Filed Pursuant to Rule 424(b)(3)
Registration No. 333-256598

STRATEGIC STORAGE TRUST VI, INC.
SUPPLEMENT NO. 9 DATED JANUARY 31, 2025
TO THE PROSPECTUS DATED NOVEMBER 1, 2023
This document supplements, and should be read in conjunction with, the prospectus of Strategic Storage Trust VI, Inc. dated November 1, 2023, Supplement No. 4 dated April 16, 2024 (which amended and superseded all prior supplements), Supplement No. 5 dated May 17, 2024, Supplement No. 6 dated August 7, 2024, Supplement No. 7 dated August 16, 2024, and Supplement No. 8 dated November 18, 2024. Unless otherwise defined in this supplement, capitalized terms used in this supplement shall have the same meanings as set forth in the prospectus.
The purpose of this supplement is to disclose:
•the status of our public offering;
•an update regarding our debt;
•an update regarding our foreign currency hedge contract; and
•our first quarter 2025 distribution authorization.
Our Offering
Pursuant to our private offering, which terminated on March 17, 2022, we sold approximately $109.2 million in Class P shares, or approximately 11.5 million Class P shares as of January 29, 2025. On March 17, 2022, our public offering was declared effective for the offering of our Class A shares, Class T shares, and Class W shares. As of October 31, 2023, we ceased offering Class A shares, Class T shares, and Class W shares in our primary offering after receiving gross offering proceeds of approximately $89.0 million in our primary offering from the sale of such shares as of January 29, 2025. On November 1, 2023, we commenced offering Class Y shares and Class Z shares in our primary offering and our distribution reinvestment plan. Effective as of August 7, 2024, the offering price for all shares sold in our primary offering and pursuant to our distribution reinvestment plan is $10.00 per share, which is equal to our estimated net asset value per share as approved and established by our board of directors.

Stored items from a collection:

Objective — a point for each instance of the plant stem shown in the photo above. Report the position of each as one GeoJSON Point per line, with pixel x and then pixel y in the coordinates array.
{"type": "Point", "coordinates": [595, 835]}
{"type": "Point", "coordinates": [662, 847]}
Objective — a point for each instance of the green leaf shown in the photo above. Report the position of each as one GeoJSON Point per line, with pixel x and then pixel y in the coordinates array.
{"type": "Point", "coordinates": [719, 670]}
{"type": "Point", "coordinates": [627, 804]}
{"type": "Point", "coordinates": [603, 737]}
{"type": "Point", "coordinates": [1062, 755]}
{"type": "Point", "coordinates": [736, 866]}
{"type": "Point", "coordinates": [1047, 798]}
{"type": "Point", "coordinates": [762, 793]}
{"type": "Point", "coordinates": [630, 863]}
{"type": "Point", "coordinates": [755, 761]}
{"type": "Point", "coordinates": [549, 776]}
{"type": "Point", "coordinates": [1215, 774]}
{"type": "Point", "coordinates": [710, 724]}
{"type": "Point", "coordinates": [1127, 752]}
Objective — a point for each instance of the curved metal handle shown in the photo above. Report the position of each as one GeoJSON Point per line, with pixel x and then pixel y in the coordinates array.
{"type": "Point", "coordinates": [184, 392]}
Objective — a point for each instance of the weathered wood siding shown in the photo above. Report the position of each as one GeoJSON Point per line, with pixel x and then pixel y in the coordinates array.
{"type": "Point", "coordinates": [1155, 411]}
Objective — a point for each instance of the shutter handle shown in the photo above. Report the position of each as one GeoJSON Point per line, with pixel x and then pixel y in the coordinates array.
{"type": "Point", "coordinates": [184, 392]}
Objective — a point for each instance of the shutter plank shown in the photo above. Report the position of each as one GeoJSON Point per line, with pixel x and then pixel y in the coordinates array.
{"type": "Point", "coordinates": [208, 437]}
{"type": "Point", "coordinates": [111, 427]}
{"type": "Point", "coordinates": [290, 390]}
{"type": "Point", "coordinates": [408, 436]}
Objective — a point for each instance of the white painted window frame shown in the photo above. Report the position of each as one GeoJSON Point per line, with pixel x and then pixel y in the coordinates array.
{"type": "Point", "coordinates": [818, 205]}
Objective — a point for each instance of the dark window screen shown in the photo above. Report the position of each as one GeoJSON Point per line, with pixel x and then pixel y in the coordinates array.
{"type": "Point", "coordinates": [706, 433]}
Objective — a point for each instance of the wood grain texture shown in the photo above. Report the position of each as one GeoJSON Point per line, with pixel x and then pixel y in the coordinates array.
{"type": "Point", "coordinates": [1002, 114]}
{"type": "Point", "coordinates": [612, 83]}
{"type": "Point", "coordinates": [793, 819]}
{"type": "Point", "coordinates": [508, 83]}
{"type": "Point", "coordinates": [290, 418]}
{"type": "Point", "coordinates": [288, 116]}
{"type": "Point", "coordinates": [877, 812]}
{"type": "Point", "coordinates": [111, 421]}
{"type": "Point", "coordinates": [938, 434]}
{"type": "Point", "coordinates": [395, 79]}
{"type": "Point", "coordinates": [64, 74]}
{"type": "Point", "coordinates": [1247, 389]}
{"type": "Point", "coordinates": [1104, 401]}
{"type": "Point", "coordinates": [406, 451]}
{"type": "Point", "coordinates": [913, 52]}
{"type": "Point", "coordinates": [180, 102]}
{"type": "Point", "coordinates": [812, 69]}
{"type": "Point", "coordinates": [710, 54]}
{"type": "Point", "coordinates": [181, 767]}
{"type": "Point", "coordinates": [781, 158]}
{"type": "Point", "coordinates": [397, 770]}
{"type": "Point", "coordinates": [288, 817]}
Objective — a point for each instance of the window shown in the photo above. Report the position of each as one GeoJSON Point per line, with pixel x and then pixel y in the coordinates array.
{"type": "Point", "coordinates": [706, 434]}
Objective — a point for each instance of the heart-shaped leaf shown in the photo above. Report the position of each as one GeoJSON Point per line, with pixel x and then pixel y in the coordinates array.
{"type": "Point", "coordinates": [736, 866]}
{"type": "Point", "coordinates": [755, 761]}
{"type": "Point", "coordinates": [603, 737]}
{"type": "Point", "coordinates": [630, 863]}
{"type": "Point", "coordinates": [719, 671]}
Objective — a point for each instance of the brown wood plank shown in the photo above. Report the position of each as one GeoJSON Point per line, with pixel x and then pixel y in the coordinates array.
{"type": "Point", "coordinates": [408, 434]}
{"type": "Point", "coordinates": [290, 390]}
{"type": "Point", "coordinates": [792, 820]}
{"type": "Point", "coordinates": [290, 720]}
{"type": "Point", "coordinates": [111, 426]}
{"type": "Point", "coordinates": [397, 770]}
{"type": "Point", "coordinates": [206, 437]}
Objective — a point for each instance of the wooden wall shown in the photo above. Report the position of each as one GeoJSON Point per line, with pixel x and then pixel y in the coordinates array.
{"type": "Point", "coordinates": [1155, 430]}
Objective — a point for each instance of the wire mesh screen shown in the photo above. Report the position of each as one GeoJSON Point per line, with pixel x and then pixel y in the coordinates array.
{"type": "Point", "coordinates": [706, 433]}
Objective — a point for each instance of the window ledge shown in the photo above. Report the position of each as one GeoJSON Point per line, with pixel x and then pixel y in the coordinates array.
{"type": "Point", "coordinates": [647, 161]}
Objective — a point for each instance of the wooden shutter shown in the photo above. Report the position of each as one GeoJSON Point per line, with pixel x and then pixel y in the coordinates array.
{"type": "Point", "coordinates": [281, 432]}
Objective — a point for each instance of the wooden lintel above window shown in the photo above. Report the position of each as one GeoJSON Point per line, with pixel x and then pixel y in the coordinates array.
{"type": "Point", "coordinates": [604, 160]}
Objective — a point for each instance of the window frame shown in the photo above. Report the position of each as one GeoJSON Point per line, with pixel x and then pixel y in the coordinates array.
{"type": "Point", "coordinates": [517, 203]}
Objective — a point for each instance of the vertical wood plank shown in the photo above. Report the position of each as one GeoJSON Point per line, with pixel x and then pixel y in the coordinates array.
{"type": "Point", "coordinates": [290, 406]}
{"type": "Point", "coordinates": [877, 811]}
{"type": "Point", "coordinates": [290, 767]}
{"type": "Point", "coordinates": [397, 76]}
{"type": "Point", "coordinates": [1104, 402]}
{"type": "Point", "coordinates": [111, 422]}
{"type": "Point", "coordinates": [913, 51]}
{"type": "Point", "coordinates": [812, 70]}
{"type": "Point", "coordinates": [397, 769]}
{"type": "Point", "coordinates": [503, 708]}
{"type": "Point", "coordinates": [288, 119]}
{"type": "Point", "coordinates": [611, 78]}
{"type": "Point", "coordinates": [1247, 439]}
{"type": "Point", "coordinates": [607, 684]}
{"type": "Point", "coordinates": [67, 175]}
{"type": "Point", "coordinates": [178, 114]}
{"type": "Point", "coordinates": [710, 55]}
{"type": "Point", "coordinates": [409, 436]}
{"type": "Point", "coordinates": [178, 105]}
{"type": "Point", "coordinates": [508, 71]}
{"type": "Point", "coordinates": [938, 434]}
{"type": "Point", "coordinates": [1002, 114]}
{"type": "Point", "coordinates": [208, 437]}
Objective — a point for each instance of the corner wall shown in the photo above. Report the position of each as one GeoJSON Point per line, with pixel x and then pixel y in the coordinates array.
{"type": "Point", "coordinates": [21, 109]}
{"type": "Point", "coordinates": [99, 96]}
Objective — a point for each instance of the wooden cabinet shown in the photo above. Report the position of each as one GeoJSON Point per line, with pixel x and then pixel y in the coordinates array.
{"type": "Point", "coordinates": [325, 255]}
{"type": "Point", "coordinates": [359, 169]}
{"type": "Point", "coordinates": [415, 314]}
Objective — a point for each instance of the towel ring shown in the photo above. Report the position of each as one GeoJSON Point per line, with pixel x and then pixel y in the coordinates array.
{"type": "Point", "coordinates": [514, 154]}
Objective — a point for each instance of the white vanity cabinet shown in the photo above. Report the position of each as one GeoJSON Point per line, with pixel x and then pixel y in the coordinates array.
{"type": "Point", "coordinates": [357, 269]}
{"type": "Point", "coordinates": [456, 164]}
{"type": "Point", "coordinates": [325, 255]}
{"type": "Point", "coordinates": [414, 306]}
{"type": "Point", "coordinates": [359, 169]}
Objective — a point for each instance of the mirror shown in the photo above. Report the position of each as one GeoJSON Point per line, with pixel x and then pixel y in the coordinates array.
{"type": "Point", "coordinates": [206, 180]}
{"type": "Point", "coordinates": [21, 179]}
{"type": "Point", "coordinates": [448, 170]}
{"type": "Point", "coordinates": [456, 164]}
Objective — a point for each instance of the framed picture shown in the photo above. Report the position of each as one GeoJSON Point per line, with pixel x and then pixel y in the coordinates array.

> Set of tasks
a – Answer these questions using the prospectus supplement:
(i) Which earlier supplement amended and superseded all prior supplements?
(ii) On what date did the private offering terminate?
(iii) What is the offering price per share effective as of August 7, 2024?
b – In the prospectus supplement, rename "capitalized terms" as "defined terms" and give everything from "Filed Pursuant to" down to "in the prospectus.".
c – For each statement, say whether the prospectus supplement supports it:
(i) The private offering sold approximately $109.2 million in Class P shares.
(ii) Class Y shares and Class Z shares were first offered on October 31, 2023.
(iii) The current offering price equals the estimated net asset value per share set by the board of directors.
These rows are separate material and have no connection to the prospectus supplement.

> Final answers
a –
(i) Supplement No. 4, dated April 16, 2024
(ii) March 17, 2022
(iii) $10.00 per share

b –
Filed Pursuant to Rule 424(b)(3)
Registration No. 333-256598

STRATEGIC STORAGE TRUST VI, INC.
SUPPLEMENT NO. 9 DATED JANUARY 31, 2025
TO THE PROSPECTUS DATED NOVEMBER 1, 2023
This document supplements, and should be read in conjunction with, the prospectus of Strategic Storage Trust VI, Inc. dated November 1, 2023, Supplement No. 4 dated April 16, 2024 (which amended and superseded all prior supplements), Supplement No. 5 dated May 17, 2024, Supplement No. 6 dated August 7, 2024, Supplement No. 7 dated August 16, 2024, and Supplement No. 8 dated November 18, 2024. Unless otherwise defined in this supplement, defined terms used in this supplement shall have the same meanings as set forth in the prospectus.

c –
(i) Yes: "we sold approximately $109.2 million in Class P shares"
(ii) No: "On November 1, 2023, we commenced offering Class Y shares and Class Z shares in our primary offering and our distribution reinvestment plan."
(iii) Yes: "which is equal to our estimated net asset value per share as approved and established by our board of directors"